### [Exercise]
Return every line of the items below that contains the word "countertop", matching case exactly.

----- The input

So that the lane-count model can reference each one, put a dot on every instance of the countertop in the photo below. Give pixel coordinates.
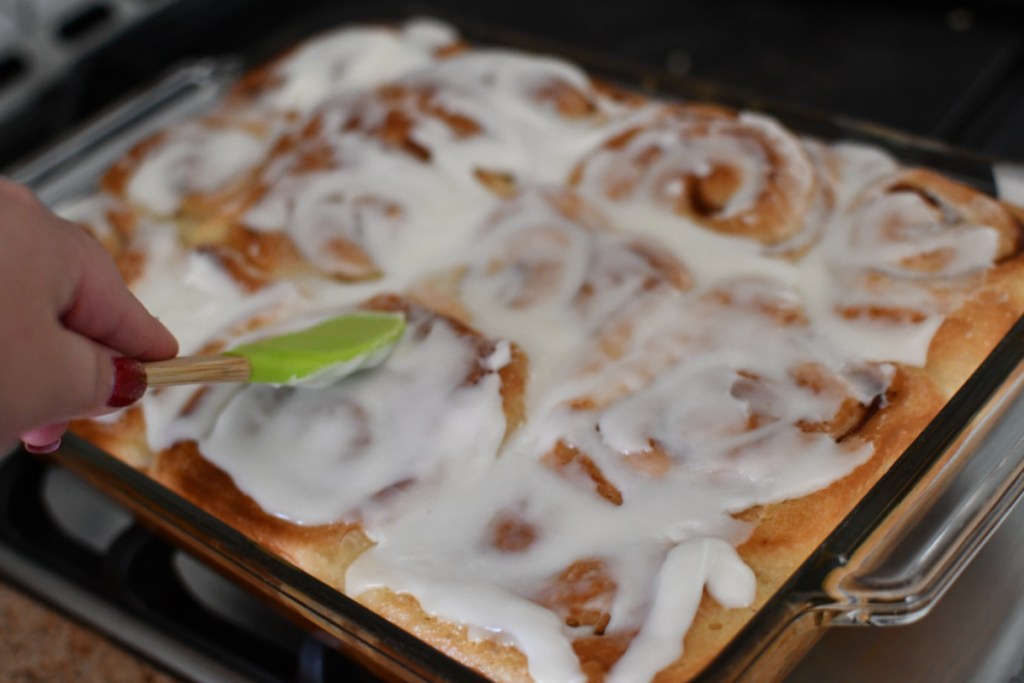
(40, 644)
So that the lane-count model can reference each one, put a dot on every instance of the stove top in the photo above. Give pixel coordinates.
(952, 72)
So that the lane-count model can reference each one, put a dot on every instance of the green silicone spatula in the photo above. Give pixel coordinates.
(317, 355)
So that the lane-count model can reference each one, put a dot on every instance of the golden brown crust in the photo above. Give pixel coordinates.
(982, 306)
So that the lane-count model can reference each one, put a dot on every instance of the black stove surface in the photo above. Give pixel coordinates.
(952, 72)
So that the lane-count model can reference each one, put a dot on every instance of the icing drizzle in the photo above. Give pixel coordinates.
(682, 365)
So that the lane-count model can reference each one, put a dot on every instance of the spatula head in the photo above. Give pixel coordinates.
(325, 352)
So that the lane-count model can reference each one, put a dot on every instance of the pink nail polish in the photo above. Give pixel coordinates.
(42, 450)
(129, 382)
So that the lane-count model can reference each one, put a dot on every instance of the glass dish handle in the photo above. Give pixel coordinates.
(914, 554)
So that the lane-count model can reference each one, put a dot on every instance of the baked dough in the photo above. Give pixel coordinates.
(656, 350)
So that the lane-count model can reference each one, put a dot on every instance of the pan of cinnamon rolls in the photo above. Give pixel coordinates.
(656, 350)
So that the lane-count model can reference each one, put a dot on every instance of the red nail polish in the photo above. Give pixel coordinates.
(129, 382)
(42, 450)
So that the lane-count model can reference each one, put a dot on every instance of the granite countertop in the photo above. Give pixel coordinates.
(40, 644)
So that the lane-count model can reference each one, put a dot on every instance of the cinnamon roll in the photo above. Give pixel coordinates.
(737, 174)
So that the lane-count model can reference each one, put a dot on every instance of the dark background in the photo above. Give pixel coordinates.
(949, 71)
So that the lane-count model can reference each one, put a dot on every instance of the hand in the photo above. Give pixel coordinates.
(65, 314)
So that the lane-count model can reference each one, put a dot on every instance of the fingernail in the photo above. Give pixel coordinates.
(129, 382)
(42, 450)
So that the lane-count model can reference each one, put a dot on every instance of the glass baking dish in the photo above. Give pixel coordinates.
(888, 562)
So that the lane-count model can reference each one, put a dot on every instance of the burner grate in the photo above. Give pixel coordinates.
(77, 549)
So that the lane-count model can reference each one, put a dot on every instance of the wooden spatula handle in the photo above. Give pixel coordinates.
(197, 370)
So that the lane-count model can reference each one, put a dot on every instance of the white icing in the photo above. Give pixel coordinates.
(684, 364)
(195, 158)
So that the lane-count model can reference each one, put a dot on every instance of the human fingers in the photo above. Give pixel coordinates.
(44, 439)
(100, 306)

----------
----- The input

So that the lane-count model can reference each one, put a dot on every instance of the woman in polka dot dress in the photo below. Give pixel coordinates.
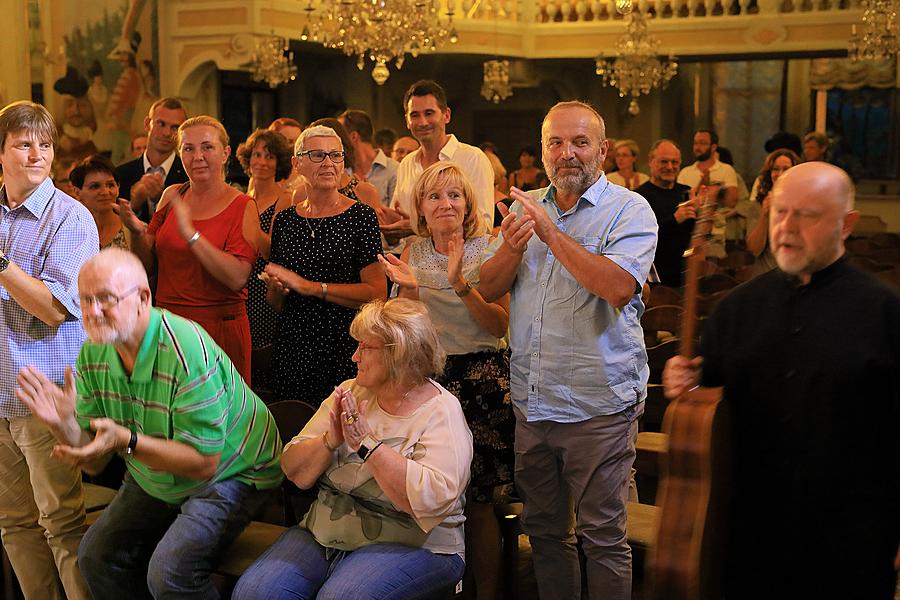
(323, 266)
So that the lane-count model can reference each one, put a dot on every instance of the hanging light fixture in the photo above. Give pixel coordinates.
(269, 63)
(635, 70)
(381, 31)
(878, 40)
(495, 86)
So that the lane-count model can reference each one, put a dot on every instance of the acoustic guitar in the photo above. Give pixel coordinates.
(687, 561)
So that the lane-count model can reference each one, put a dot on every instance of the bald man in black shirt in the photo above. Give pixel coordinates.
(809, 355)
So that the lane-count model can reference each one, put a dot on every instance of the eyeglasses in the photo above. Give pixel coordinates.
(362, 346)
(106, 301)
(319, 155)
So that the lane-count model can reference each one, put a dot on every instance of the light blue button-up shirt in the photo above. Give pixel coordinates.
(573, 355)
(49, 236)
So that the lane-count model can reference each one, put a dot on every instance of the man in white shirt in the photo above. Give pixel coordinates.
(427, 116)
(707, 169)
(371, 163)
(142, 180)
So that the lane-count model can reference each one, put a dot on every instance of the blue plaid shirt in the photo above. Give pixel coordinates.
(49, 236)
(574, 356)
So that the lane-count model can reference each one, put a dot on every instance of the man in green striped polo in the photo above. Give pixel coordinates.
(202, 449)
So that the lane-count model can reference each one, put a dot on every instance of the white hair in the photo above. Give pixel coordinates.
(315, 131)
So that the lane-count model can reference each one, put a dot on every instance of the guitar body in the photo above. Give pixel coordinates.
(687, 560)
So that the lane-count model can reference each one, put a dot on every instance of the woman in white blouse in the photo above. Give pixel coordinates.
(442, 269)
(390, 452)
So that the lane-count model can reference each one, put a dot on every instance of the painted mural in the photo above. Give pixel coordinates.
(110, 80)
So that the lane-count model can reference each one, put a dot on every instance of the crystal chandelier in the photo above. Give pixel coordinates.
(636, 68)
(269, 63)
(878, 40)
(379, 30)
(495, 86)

----------

### [Solution to the exercise]
So that the lane-count model can reference each one, put a dot on every instance of the countertop in the photo below. Give pixel coordinates.
So that the lane-count model can reference each one, put a dot on every instance of the granite countertop in the photo above. Give pixel coordinates.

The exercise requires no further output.